Provided material:
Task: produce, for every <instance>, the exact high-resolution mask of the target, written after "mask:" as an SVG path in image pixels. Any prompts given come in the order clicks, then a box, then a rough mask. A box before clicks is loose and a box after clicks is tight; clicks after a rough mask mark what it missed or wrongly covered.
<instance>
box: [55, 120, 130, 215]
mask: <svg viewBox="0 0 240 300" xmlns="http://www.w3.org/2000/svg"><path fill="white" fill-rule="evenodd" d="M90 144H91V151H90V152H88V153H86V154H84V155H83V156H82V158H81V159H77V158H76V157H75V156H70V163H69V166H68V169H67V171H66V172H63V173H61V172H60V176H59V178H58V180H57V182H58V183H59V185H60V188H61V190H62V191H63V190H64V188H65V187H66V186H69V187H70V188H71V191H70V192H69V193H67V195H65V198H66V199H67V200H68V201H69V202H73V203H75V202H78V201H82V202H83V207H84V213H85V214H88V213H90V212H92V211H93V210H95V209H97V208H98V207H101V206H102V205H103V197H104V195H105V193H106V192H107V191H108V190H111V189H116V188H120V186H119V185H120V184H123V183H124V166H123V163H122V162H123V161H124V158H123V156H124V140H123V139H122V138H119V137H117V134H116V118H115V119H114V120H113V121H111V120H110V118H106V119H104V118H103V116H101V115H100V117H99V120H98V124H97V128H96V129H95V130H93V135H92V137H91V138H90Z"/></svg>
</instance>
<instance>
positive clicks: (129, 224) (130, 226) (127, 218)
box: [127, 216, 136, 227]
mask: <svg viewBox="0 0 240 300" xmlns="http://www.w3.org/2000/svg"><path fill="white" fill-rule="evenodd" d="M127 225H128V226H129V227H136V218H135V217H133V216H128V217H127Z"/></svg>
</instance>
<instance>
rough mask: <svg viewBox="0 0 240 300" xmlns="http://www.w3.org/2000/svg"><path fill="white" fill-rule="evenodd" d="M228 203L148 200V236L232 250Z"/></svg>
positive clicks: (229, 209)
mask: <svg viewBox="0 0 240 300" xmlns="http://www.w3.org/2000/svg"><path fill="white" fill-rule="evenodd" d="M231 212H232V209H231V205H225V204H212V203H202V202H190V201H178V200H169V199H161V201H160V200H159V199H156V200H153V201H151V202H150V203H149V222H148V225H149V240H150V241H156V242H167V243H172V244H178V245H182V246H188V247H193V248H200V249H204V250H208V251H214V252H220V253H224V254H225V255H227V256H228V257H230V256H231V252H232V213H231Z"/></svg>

Prompt: Take each line of the material above that holds the string "rough" and copy it.

Written solution:
Task: produce, for every <instance>, the exact high-resolution mask of the target, written after "mask:" as an SVG path in image pixels. Any prompts given come in the order clicks, then a box, then a rough mask. A box before clicks is loose and a box after clicks is tight; clicks after a rough mask mark what it missed or wrongly covered.
rough mask: <svg viewBox="0 0 240 300" xmlns="http://www.w3.org/2000/svg"><path fill="white" fill-rule="evenodd" d="M228 203L148 200V236L232 250Z"/></svg>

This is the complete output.